> **CONSIGNE À SUIVRE**: Selon l'extrait présenté sur le rapprochement entre Boko Haram et Daech, de quelle source provenaient à l'origine les moyens de Boko Haram ?

··· EXTRAIT PRÉSENTÉ

C’est donc une sorte d’appel à l’aide ?
Boko Haram espère obtenir le soutien de Daech qui est déjà présent en Afrique, en Libye notamment. Il faut aussi voir cette allégeance à travers un appui et une perspective financière. Les moyens dont bénéficie aujourd’hui Boko Haram sont insuffisants. Ils provenaient à l’origine du grand banditisme transfrontalier. Mais ces canaux sont aujourd’hui beaucoup plus obstrués qu’auparavant, par l’action conjuguée des pays entrés en coalition contre le groupe
Il s’agit donc d’un rapprochement plus stratégique qu’idéologique ?
Oui, tout à fait. Pour Boko Haram, il s’agit d’une ouverture, d’une réelle possibilité de se rapprocher d’un acteur de poids, qui pourra lui fournir une nouvelle expertise dont il a grandement besoin. Mais je vois aussi un second aspect à travers cette allégeance. Il y a une véritable volonté de professionnaliser ce mouvement. Notamment dans la formation des hommes. Cela leur est nécessaire pour gérer les territoires acquis en combattant les forces militaires nigérianes.
Dans les toutes dernières vidéos postés par Boko Haram, on peut aussi se rendre compte qu’elles sont plus « abouties » ?
Oui, non seulement au niveau de la qualité technique mais aussi du message, qui est plus construit. Aboubakar Shekau – le chef officiel de Boko Haram – a parfois délivré des messages où il menaçait des personnes qui n’étaient plus de ce monde, comme l’ancien Pape Jean-Paul II ou l’ex-Premier ministre britannique Margaret Thatcher. C’est aujourd’hui fini. Le groupe a besoin d’avoir un discours plus construit, c’est aussi l’une des démarches qui peut être comprise avec ce rapprochement.
Jeudi, via son parte-parole Abu Mohammed al-Adnani, Daech a accepté cette allégeance ? Quel est leur intérêt ?
Il convient d’abord de souligner que Daech est probablement devenu, ces dernières années, la plus importante des multinationales du crime. Daech a depuis toujours été dans une sorte de concurrence avec al-Qaïda, qui a énormément perdu pied aujourd’hui. Il ne leur reste qu’une certaine obédience à travers Aqmi (al-Qaïda au Maghreb islamique, ndlr).
Dans certaines régions al-Qaïda et Daech étaient en concurrence ?

······
··· LIGNES DE DONNÉES

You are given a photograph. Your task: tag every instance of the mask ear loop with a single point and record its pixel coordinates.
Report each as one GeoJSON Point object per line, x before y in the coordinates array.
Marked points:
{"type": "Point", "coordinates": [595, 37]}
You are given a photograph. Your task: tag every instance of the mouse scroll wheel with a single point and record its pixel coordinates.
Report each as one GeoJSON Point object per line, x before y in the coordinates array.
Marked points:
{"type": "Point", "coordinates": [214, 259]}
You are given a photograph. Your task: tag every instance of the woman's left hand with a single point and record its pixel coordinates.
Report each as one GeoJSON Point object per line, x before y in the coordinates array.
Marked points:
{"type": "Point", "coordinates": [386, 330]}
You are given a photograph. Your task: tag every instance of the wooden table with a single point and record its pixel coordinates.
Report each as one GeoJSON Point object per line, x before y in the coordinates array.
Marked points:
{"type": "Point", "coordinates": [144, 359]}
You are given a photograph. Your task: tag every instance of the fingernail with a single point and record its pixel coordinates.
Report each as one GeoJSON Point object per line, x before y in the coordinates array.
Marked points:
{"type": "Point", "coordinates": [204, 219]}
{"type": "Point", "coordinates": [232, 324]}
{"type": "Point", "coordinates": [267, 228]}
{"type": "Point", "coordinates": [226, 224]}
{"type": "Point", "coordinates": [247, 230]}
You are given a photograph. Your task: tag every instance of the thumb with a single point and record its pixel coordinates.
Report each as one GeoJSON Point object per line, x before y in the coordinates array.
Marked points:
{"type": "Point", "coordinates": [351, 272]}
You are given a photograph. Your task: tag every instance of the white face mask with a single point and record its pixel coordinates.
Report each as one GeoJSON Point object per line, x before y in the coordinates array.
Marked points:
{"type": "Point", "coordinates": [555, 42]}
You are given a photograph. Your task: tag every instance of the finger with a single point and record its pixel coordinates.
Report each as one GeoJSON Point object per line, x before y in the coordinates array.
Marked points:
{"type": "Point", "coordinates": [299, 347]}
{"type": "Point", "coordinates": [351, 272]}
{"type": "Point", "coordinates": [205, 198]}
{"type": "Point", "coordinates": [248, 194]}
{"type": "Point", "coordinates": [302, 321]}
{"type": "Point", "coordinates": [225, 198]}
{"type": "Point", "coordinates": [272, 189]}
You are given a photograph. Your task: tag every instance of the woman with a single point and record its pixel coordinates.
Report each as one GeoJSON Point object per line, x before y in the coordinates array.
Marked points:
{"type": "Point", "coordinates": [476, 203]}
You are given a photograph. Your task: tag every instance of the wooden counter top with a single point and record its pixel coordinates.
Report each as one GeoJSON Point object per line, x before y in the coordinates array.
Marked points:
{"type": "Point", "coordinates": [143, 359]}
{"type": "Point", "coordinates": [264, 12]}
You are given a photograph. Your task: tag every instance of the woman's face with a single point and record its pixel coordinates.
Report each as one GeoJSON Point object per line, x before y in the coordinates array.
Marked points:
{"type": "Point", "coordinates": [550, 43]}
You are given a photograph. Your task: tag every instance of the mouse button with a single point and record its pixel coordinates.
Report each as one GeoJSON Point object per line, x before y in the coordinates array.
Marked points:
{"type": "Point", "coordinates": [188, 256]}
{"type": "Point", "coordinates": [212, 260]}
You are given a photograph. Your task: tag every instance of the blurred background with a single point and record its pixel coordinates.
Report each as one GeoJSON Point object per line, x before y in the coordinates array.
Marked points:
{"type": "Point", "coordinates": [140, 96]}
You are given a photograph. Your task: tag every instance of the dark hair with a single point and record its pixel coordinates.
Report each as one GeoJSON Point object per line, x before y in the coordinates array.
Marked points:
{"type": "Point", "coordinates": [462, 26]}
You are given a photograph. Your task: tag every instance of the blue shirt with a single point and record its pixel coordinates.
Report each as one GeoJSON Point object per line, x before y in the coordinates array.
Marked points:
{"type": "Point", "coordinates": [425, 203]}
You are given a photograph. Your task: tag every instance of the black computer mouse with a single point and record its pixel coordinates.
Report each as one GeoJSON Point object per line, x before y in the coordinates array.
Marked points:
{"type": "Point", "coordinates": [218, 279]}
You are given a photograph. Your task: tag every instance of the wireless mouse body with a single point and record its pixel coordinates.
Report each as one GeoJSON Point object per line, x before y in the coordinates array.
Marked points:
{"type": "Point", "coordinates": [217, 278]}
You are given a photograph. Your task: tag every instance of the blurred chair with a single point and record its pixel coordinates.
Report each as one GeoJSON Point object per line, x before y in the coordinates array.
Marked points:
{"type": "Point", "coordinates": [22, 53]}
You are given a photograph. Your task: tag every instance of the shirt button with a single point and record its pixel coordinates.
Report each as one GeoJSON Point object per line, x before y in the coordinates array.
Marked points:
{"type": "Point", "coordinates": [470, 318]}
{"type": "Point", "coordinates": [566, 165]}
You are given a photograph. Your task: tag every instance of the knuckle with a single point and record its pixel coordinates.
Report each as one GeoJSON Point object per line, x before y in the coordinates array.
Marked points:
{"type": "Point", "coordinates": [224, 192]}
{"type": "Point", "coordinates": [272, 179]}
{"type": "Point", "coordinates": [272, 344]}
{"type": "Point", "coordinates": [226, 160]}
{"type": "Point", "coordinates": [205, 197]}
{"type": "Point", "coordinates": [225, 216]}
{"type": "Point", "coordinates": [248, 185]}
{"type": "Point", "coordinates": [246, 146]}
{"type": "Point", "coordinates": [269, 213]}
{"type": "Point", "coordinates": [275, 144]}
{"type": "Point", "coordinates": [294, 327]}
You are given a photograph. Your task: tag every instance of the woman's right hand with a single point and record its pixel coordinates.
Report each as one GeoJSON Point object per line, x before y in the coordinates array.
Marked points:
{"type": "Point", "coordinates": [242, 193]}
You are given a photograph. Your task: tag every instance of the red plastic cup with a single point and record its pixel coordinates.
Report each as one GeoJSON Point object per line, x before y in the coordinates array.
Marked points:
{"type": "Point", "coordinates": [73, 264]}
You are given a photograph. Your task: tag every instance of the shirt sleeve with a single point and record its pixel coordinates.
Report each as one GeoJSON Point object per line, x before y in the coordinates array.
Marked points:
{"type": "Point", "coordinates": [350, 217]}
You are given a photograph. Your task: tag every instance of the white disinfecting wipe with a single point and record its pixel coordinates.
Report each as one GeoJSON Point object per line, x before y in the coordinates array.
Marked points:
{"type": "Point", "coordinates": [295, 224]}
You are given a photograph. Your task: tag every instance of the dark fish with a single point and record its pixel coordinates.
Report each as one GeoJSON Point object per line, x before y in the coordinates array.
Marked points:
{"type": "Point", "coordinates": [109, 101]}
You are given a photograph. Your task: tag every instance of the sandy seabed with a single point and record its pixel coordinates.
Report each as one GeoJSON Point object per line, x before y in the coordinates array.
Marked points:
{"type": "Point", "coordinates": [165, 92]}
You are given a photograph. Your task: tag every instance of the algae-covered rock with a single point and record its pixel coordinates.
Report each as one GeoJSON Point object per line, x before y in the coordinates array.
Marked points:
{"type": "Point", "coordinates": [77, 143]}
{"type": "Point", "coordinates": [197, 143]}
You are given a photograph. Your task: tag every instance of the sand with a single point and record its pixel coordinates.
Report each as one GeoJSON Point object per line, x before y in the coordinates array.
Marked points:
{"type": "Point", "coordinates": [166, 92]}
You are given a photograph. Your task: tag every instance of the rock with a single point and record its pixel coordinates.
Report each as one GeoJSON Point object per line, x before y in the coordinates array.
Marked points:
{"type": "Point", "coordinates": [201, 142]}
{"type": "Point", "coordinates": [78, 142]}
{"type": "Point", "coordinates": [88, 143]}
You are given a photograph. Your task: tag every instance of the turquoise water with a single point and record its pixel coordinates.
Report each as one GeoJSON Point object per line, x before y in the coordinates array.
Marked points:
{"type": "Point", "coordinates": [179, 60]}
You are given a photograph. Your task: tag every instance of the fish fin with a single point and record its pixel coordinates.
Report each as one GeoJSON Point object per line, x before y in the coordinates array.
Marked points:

······

> **RÉPONSE ATTENDUE**: Du grand banditisme transfrontalier.